- **AIM OF THE TASK**:
List each line of the listing below that contains the word "soldier".

- **RECORDS SHOWN**:
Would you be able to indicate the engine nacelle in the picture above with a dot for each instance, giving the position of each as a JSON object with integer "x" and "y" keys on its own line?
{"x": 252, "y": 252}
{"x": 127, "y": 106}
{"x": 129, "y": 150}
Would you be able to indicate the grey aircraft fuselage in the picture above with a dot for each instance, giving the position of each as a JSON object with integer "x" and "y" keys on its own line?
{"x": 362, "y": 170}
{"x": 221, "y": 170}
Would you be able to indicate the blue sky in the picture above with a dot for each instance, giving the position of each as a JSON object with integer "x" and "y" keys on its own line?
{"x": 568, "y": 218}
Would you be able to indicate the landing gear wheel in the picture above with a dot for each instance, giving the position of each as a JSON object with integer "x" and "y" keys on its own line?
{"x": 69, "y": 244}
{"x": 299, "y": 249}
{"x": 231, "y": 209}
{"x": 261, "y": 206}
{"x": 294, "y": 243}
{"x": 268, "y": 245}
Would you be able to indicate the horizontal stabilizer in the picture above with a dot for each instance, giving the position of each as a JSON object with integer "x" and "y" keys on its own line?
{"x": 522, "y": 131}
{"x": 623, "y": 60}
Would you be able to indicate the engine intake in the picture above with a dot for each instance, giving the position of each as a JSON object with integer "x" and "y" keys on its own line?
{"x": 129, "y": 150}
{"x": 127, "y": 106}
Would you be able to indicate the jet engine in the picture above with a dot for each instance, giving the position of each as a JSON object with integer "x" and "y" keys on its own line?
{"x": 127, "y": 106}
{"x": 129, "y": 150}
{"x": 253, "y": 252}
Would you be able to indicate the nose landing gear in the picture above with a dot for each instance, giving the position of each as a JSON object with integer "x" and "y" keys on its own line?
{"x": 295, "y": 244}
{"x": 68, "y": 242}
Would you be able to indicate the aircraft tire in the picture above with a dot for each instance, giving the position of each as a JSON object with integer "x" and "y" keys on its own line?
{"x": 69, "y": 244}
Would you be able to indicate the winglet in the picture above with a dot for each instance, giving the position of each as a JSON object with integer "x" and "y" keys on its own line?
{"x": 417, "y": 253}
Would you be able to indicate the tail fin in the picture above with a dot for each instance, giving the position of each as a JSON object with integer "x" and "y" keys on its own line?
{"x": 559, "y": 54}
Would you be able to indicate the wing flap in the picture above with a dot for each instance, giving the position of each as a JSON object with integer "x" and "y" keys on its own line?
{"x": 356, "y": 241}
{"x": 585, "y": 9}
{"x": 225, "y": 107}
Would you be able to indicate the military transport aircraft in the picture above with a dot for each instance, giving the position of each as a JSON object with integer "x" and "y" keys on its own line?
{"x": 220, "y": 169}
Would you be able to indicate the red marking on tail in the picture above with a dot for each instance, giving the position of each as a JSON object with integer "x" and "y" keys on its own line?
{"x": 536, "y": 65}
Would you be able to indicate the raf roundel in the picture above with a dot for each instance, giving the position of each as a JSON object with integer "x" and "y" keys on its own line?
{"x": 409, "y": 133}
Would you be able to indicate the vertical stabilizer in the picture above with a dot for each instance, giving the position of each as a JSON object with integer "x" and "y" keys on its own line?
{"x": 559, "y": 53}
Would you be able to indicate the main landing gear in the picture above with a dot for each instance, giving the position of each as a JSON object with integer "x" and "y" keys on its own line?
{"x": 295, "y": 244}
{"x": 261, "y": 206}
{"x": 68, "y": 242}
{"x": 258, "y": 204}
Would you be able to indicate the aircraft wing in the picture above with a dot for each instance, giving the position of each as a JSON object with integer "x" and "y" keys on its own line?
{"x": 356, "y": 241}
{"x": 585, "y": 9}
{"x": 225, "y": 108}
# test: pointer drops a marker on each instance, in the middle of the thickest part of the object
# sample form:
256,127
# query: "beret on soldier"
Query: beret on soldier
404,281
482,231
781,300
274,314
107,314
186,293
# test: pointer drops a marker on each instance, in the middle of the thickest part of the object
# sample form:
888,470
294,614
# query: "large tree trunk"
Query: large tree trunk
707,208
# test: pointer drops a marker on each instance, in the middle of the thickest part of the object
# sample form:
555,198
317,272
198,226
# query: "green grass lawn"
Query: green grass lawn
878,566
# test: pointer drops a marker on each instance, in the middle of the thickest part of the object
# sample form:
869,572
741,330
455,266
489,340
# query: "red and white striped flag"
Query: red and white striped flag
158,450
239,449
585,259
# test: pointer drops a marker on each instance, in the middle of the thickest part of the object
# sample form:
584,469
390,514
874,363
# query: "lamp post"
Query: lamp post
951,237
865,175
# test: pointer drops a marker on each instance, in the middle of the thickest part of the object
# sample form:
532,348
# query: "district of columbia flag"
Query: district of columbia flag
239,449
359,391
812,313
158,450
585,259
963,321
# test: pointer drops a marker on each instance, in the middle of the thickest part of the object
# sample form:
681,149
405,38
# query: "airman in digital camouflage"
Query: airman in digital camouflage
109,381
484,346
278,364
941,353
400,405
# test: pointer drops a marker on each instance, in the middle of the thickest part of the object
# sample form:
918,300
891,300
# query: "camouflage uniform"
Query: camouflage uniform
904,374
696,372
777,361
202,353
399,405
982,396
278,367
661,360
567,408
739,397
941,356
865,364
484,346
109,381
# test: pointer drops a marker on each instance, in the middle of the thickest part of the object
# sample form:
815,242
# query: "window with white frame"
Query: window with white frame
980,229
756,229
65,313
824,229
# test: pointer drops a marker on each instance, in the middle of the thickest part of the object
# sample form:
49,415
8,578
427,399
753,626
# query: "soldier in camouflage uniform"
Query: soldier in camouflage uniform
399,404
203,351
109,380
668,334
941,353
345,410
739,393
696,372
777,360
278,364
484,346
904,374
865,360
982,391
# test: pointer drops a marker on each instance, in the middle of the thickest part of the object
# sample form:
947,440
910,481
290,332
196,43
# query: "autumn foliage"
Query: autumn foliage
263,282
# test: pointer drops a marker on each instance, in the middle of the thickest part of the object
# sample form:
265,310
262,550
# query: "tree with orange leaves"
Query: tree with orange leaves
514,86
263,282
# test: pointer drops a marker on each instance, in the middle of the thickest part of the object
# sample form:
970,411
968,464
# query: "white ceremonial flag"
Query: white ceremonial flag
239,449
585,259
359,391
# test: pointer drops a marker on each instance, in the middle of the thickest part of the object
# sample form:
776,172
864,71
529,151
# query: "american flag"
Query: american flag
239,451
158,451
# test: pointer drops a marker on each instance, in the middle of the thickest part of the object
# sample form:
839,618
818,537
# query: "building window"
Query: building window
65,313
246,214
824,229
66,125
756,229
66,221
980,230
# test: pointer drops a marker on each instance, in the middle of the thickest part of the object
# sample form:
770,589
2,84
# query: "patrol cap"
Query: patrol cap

- **RESULT BELOW**:
# query: "beret on soldier"
Query: beret on soldier
# query: "soldier in camouflage uniform"
Query: soldier in camouflage uniform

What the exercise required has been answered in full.